**Exercise description**: Each line of the material holding the word "hillside" must be identified and copied.
[Material supplied — start]
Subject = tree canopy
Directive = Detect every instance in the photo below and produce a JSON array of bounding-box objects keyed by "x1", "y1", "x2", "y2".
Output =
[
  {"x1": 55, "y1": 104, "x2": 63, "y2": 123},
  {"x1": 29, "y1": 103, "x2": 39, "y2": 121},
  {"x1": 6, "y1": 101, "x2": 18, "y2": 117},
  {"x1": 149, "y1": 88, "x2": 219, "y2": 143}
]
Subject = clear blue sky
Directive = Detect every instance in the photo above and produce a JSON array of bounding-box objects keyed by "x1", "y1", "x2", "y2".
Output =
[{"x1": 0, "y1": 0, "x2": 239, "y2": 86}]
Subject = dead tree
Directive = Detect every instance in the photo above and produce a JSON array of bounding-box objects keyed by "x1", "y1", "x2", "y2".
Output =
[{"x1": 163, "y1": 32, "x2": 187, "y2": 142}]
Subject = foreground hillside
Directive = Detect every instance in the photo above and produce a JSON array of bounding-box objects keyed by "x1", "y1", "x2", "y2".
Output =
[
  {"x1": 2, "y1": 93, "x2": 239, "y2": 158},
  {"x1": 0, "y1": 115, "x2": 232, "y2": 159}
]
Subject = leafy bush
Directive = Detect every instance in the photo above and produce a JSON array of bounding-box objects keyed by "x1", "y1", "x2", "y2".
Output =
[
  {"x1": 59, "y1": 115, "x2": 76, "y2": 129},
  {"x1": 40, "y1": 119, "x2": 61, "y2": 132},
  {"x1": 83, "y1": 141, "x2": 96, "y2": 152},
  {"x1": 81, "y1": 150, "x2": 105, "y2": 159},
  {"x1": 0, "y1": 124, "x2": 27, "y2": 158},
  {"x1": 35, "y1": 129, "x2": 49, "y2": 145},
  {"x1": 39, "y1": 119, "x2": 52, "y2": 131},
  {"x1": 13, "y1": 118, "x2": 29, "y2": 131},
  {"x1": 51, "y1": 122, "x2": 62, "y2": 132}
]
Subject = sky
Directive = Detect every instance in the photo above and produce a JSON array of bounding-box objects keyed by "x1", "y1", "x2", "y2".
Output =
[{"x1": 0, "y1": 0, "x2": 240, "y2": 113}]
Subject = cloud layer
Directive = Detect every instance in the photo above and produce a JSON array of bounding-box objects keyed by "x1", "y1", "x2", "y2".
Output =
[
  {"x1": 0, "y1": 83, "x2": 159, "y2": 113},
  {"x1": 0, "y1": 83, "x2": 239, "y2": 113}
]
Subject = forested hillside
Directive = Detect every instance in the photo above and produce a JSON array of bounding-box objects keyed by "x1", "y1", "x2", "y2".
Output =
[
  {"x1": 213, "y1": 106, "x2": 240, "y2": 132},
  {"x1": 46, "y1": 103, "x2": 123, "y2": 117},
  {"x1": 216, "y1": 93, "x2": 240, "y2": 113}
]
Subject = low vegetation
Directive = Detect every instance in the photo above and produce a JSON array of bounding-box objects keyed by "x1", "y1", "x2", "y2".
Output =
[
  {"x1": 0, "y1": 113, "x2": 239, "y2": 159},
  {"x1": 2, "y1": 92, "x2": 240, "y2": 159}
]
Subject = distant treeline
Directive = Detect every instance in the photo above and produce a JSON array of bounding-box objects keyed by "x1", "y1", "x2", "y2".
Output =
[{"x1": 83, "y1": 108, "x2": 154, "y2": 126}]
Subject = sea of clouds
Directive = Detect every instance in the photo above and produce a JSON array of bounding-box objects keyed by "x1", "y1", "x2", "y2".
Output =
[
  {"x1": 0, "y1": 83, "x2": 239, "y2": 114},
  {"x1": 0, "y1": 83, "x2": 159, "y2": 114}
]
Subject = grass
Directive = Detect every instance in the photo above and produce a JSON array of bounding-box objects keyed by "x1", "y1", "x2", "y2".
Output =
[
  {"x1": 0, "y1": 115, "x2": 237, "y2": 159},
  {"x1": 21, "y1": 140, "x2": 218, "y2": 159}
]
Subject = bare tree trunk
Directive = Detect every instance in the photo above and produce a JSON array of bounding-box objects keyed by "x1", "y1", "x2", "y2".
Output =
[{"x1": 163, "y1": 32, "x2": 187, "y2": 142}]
[Material supplied — finish]
**Exercise answer**:
Subject = foreground hillside
Subject = forested hillside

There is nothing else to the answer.